## What you need to do
Please reproduce the entries in full. Keep every character the same.
----- Exercise materials -----
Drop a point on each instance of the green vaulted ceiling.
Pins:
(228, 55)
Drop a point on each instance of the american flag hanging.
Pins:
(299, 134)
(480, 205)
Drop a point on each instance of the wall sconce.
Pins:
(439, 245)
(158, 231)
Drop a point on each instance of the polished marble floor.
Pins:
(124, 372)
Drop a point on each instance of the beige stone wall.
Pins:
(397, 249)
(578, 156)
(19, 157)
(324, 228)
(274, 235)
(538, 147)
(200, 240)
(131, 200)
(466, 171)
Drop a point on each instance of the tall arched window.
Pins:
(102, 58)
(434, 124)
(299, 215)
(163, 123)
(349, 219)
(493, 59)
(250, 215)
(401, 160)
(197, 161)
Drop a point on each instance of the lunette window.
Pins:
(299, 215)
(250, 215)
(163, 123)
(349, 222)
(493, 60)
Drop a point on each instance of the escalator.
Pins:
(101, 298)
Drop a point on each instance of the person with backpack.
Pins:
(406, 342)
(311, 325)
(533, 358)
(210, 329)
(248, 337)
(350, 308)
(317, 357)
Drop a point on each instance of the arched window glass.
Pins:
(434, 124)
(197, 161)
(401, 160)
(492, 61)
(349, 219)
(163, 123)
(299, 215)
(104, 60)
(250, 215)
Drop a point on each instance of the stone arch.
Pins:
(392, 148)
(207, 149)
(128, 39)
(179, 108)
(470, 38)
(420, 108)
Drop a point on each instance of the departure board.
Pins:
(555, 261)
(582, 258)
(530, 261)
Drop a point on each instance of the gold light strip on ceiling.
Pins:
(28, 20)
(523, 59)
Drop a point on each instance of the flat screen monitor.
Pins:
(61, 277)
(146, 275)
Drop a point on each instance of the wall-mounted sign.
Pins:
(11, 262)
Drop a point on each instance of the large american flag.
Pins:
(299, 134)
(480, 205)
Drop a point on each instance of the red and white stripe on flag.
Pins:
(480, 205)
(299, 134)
-----
## Written answer
Drop a point on each instance of the green vaulted ceiling.
Pins:
(228, 55)
Drop a point on each instance of the american flag hanging.
Pins:
(299, 134)
(480, 205)
Drop a point on each instance of the wall sconce.
Pins:
(439, 245)
(158, 231)
Drop a point on each instance of the polished marble floor.
Pins:
(124, 372)
Drop a point on each instance of the beige stone wall.
Pins:
(397, 249)
(578, 156)
(19, 157)
(324, 228)
(274, 235)
(538, 147)
(200, 240)
(131, 200)
(466, 171)
Drop a point on each instance of the tall arched window.
Pins:
(102, 58)
(434, 124)
(299, 215)
(163, 123)
(349, 219)
(493, 59)
(250, 215)
(401, 160)
(197, 161)
Drop a point on each instance of the lunette window.
Pins:
(299, 215)
(250, 215)
(163, 123)
(349, 222)
(493, 60)
Drop a point on each instance of the escalator.
Pins:
(101, 298)
Drop a point on each instance of the person with backpack.
Pins:
(406, 342)
(311, 325)
(533, 358)
(210, 329)
(248, 337)
(350, 308)
(317, 357)
Drop a point on each instance of the arched window glass.
Pins:
(434, 124)
(197, 161)
(401, 160)
(492, 61)
(349, 219)
(163, 123)
(299, 215)
(104, 60)
(250, 215)
Drop a point on each instance of the stone arch.
Pins:
(392, 148)
(207, 149)
(128, 39)
(179, 108)
(470, 38)
(420, 108)
Drop a point on each instance of the departure board.
Pins:
(555, 261)
(582, 258)
(530, 261)
Drop a point on each instance of the gold light strip on ceiling.
Pins:
(28, 20)
(523, 59)
Drop a point on each instance of the flat screen monitor.
Pins:
(61, 277)
(146, 275)
Drop a point on each instance of the wall-mounted sign.
Pins:
(11, 262)
Drop a point on each instance of the large american flag.
Pins:
(299, 134)
(480, 205)
Drop a point on each instance of the red and white stripe on flag.
Pins:
(480, 205)
(299, 134)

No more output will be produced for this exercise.